Source passage ▸
..............................

MRD readers will be aware of the Mountain Research Initiative (MRI) and its activities, as MRI publishes its Newsletter in MRD's “MountainPlatform” section twice a year. Ed.

MRD: What is your personal interest in MRI's main goal of “supporting the design of integrated research strategies and programs that further the understanding of impacts of global change in mountain areas and lead to tangible results for stakeholders and decision-makers”?

Greg Greenwood: I suspect that I am MRI's Executive Director exactly because my professional objectives coincide precisely with those of MRI. Making science matter to management and policy has always been my professional interest. When I worked for the California Department of Forestry, it was within the Fire and Resource Assessment Program that produced a periodic assessment of California's wildlands and forests, which are principally mountainous, for use by state government. This assessment was developed around a list of policy-relevant questions. The Assessment was widely quoted and referenced in wildland and forest management debates. Later, when I worked as Science Advisor to the California Resources Secretary, the goal was similarly to ensure by all means available that science informed budget and legislative proposals by the Administration.

At the Glochamore workshop in Granada, you presented the results of a questionnaire sent to 28 managers of Mountain Biosphere Reserves (MBRs). A surprising result of this survey was that managers do not consider the impact of climate change to be as important as such issues as tourism, fire, water quality, etc.

I think you are mischaracterizing somewhat the results of the GLOCHAMORE questionnaire. The MBR managers reported cogently on the likely impacts of climate change on their reserves and on such specific aspects as tourism, fire, water resources, and so on. Thus they clearly saw the importance of climate change as a driver within their reserves.

Of course, we at MRI understand that climate change is only one of many global and regional change drivers that affect the MBRs. Climate change is thus embedded within a matrix of other drivers. Frequently, local land use changes or global change drivers such as increases in tourism or new invasive plants pose acute and immediate problems. The questionnaire reflected this understanding and asked MBR managers to report on these drivers as well. The managers reported extensively on development, tourism, and water resources—and not just as sectors that receive impacts from climate change but as sources of change themselves.

From an implementation perspective, it is crucial to understand these other drivers, as it is the cumulative impact of these drivers that the managers are called upon to manage. The surest way to ensure a manager's help in establishing and running a research program is to ensure that the research program addresses issues as they are perceived by the managers themselves. For instance, while scientists may perceive a driver (eg climate change) more clearly, managers are more likely to see issues (eg water resources) driven in part by climate change but also by other drivers (eg tourism development, downstream irrigation needs and distant municipal supply). By developing research programs that quantify those drivers—climate change as well as others—and estimate impacts on the values that matter in a particular MBR, we have a much greater chance of advancing our particular climate change concern in an institutionally sustainable manner.

..............................

Data section ▸

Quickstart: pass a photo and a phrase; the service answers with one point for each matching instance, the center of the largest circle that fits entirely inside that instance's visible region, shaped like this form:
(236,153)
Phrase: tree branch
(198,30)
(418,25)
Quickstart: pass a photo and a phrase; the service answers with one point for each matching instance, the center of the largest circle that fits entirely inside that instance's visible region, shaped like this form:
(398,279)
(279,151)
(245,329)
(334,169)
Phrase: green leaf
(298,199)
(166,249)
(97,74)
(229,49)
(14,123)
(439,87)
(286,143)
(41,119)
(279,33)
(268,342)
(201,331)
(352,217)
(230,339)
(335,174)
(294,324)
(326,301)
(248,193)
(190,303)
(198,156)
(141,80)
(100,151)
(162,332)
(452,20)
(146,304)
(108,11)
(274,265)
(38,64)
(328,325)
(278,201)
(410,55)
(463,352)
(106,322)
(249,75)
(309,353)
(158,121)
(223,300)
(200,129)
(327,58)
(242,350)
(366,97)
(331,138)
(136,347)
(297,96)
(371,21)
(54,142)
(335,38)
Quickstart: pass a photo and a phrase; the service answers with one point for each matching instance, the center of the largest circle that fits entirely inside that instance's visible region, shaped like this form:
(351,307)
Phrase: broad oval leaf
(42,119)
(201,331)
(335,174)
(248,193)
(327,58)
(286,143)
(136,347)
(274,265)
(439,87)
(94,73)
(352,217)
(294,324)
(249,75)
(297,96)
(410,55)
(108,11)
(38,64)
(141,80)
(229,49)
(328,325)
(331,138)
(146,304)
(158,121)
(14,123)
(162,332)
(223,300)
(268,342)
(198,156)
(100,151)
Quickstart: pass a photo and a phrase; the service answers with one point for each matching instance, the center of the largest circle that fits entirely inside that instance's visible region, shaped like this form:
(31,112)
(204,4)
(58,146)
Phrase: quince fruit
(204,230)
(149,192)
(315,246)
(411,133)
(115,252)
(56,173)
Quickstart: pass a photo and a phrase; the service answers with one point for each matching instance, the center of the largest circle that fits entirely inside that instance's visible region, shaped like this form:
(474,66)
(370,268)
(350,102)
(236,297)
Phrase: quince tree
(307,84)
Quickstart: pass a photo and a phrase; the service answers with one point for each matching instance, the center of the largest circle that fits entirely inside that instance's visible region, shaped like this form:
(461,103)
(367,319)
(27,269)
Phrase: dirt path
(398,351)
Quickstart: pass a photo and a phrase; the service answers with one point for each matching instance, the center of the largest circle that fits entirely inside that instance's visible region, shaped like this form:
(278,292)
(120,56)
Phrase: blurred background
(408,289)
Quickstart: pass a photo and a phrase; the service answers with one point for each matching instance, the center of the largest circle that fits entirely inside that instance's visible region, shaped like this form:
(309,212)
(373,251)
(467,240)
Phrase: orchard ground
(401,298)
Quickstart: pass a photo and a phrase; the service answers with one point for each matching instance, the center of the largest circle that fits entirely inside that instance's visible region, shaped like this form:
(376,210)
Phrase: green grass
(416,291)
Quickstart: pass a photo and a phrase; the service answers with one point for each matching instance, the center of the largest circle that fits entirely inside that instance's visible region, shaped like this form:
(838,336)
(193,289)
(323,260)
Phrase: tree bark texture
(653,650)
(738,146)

..............................

In the interview passage above, how many managers of Mountain Biosphere Reserves received the questionnaire presented at the Glochamore workshop in Granada?

Complete output ▸
28